> [YOUR INSTRUCTIONS]:
Could you transcribe the entries below exactly, without any of the pictures?

> [SOURCE RECORDS]:
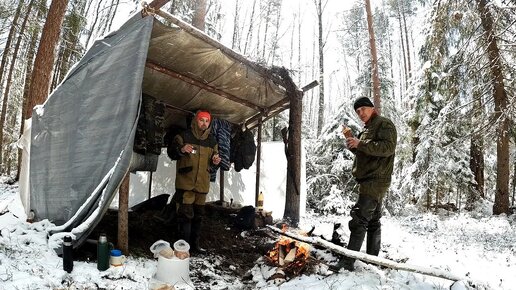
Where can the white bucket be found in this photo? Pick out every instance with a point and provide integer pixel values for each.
(174, 270)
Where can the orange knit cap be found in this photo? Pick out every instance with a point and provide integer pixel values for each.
(203, 114)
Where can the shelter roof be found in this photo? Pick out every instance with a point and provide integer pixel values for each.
(188, 70)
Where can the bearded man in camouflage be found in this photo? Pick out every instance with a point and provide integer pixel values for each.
(197, 149)
(372, 168)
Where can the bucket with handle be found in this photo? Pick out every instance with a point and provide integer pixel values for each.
(173, 270)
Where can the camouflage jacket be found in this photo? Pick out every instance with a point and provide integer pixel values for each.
(192, 170)
(374, 156)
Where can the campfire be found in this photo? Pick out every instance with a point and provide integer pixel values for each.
(289, 256)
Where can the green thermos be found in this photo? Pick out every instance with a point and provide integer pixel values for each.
(102, 253)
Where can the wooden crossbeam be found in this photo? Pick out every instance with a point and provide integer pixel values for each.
(200, 84)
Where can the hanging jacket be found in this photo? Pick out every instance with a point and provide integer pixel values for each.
(243, 150)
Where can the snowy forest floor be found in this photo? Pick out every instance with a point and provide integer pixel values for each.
(477, 246)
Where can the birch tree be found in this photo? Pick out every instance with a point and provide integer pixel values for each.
(374, 59)
(41, 75)
(501, 203)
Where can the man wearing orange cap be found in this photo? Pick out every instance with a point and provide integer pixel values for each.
(197, 149)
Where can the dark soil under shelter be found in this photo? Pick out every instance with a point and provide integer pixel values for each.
(220, 237)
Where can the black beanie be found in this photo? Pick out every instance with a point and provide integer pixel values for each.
(362, 102)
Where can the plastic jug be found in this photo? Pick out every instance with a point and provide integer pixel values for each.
(102, 253)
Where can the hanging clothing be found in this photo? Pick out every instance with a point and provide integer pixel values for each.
(221, 129)
(243, 150)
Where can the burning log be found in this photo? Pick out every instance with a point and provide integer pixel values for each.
(370, 258)
(290, 256)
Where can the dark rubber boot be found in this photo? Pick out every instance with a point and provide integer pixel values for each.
(195, 236)
(374, 239)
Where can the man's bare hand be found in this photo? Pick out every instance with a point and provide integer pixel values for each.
(352, 142)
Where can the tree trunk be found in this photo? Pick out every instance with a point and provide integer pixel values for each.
(402, 42)
(29, 60)
(409, 73)
(235, 40)
(9, 77)
(320, 113)
(249, 36)
(5, 55)
(123, 214)
(93, 24)
(476, 160)
(374, 59)
(501, 203)
(199, 16)
(41, 74)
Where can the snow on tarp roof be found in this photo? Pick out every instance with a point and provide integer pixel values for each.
(82, 137)
(185, 72)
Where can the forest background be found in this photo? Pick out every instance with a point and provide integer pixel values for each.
(445, 69)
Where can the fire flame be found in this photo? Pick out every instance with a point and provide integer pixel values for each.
(282, 248)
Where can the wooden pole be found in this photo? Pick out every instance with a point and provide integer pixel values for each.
(258, 161)
(221, 182)
(123, 215)
(150, 185)
(370, 258)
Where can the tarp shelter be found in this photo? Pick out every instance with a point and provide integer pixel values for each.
(83, 135)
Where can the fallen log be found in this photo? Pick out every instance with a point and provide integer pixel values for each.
(370, 258)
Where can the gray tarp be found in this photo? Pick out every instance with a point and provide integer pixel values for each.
(82, 136)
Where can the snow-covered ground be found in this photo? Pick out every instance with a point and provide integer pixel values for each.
(479, 247)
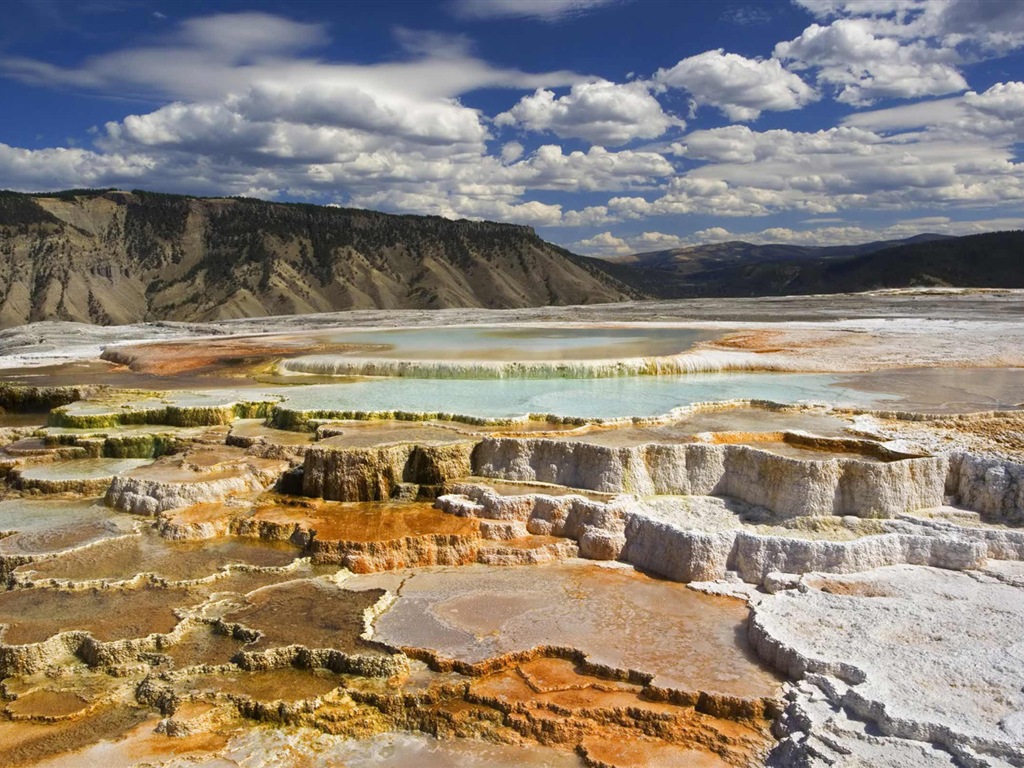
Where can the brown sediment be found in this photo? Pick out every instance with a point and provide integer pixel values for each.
(236, 355)
(28, 743)
(366, 537)
(203, 645)
(765, 341)
(126, 557)
(47, 706)
(32, 615)
(307, 613)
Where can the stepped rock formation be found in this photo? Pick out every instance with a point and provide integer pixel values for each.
(787, 486)
(126, 257)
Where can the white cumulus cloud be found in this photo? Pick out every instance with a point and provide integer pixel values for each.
(601, 113)
(740, 87)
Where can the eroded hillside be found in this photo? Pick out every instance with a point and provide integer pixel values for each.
(123, 257)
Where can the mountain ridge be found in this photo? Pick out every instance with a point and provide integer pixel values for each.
(112, 257)
(116, 257)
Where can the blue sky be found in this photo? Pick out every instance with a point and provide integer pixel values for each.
(611, 126)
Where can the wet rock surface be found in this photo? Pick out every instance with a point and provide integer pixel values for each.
(257, 574)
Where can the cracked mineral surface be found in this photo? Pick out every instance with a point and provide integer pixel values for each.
(670, 534)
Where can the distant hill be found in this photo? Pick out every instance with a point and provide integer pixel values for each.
(107, 256)
(114, 257)
(736, 250)
(991, 260)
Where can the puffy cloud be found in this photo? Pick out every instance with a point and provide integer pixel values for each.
(604, 244)
(655, 242)
(864, 68)
(598, 168)
(740, 87)
(601, 113)
(996, 114)
(992, 28)
(250, 113)
(742, 172)
(511, 152)
(546, 10)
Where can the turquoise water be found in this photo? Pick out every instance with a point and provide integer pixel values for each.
(535, 343)
(599, 398)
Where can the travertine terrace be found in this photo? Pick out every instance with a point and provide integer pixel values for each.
(627, 536)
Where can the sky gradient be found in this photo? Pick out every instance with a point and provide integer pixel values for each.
(611, 126)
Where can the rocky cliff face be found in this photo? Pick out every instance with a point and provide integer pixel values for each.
(124, 257)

> [RESPONSE]:
Where can the white bucket be found in this photo? Pick out every instance with a point and provide integer pixel values for each.
(174, 270)
Where can the orange knit cap be found in this photo? Pick out every instance with a point and provide integer pixel values for each.
(203, 114)
Where can the shelter roof be found in this photo? Pick out every instance with a point and provide integer pixel values for each.
(188, 70)
Where can the bearded man in camouflage be found in this photo? Pick out every instance with a point and provide integer pixel values for each.
(197, 149)
(372, 168)
Where can the bucket with handle be found in this photo? Pick out every instance with a point and provide integer pixel values for each.
(173, 270)
Where can the camouflage jacket be found in this photo? Pick out every instance with a point and provide integer pixel values for each.
(192, 170)
(374, 156)
Where can the campfire be found in this photo? Pick out every instance with a point and provide integer pixel values for each.
(289, 256)
Where can the green thermos be found in this photo? Pick out every instance with a point and provide integer pixel values for each.
(102, 253)
Where can the wooden crossbeam be found in this photo? Pick out every instance with a point and provide integer pixel values for each.
(200, 84)
Where can the hanging jacket be found in this photo? Pick out every instance with a point and provide integer pixel values for each.
(243, 150)
Where can the snowy forest floor be found in this photo? Pick out every instance with a point and provide integer pixel values for each.
(477, 246)
Where can the birch tree be found in this photo? Pick out every instance with a point and provide integer pixel values for each.
(374, 59)
(41, 75)
(501, 203)
Where can the man wearing orange cap be found in this photo? Pick out every instance with a point and provide integer pixel values for each.
(197, 149)
Where can the dark soil under shelter be found in this photo? Pick out every instance with a point and provide integer pixel values for each.
(220, 237)
Where can the black beanie be found in this photo? Pick out every instance with a point and provide integer pixel values for each.
(362, 102)
Where can the plastic jug be found in this photo? Pick out every instance with a point and provide integer pixel values for each.
(102, 253)
Where can the hanging clothing be found in this photo? Pick out every instance with a point and provide integer pixel values for each.
(221, 129)
(243, 150)
Where can the burning log be found in this photo? Pick out every instance with a point and provide integer pixel values for each.
(370, 258)
(290, 256)
Where can the dark rubber boot be found in this photo? Pick out every instance with a point and provide integer pixel values for each.
(195, 236)
(374, 239)
Where can the man's bare hand be found in this photo? Pick out every instance with a point and provide integer pixel values for each.
(352, 142)
Where can the tree trunk be found in this photo? Pick out every instance with a point and provide integer pixel values for each.
(402, 42)
(29, 60)
(409, 73)
(235, 40)
(9, 77)
(320, 113)
(249, 36)
(5, 55)
(123, 214)
(93, 24)
(476, 160)
(374, 59)
(501, 203)
(199, 16)
(41, 74)
Where can the snow on tarp roof be found in this photo? Pick out every instance with a point and provide integer pixel values for each.
(82, 137)
(185, 72)
Where can the forest background be found in this photo? Pick out every instance with a point and provide integer pixel values for each.
(445, 69)
Where can the fire flame be found in this photo? Pick out every instance with a point and provide integer pixel values for each.
(282, 248)
Where can the wooden pole be found in this photo? Pick out every instance with a point and provide integer pixel values for each.
(258, 161)
(221, 182)
(123, 215)
(150, 185)
(370, 258)
Where can the tarp shelter be found in this photo? Pick out every instance with a point and provide integer pixel values for each.
(83, 135)
Where can the fallen log be found in this photo? Pick out every instance with a point and provide integer pixel values for each.
(370, 258)
Where can the gray tarp be found in this photo? Pick out every instance with a point and provide integer pixel values for each.
(82, 136)
Where can the snow-covered ground be found in this photo? Pick out every instance with a point and provide integer pixel values for each.
(479, 247)
Where can the brown sediment be found in this photo? Pick out every instance with a point and provide integer pixel values for each.
(236, 355)
(28, 743)
(366, 537)
(203, 645)
(765, 341)
(126, 557)
(47, 706)
(32, 615)
(307, 613)
Where can the stepped rock formation be found in this photo? Pick out every instance with a point and provide integer pixel values for each.
(787, 486)
(126, 257)
Where can the white cumulus cloud be found in this photo? Pick out every instance with a point and provide integer pixel values for each.
(601, 113)
(740, 87)
Where can the eroded hillside be found in this photo? Pick out every instance with a point and provide integer pixel values for each.
(123, 257)
Where can the mountain ridge be found in this photo? Pick out every instance with a point and provide integer pixel values for each.
(112, 257)
(116, 257)
Where can the blue sky be found in this photo? Pick out every instance with a point and provide integer pixel values for each.
(611, 126)
Where can the wet rock surface be found in this photo? Pick out every instance with a point and provide integer pixel values for each.
(257, 574)
Where can the cracked mineral surface be found in this photo? Pick out every instance with a point and provide integer pixel values for each.
(670, 534)
Where can the distant hill be found in this photo? Pick out every instance with a point and provide integer pixel values for each.
(107, 256)
(114, 257)
(736, 250)
(991, 260)
Where can the puffy cloud be found in this photo? Pick out every instance with a point and provide integer pixel values for each.
(604, 244)
(655, 242)
(864, 68)
(598, 168)
(740, 87)
(601, 113)
(996, 114)
(992, 28)
(250, 113)
(742, 172)
(511, 152)
(546, 10)
Where can the turquoise water be found in this photo? Pick out every instance with a point and provide integer pixel values for each.
(535, 343)
(599, 398)
Where can the travertine terrace be found in this photo? Pick out every instance with a point and provide integer pixel values for each.
(627, 536)
Where can the sky gradient be found in this photo? Pick out every instance with a point and provide integer pixel values for each.
(611, 126)
Where can the rocky cliff face be found in this photo? Pick out every instance with a point and provide integer pixel values for each.
(124, 257)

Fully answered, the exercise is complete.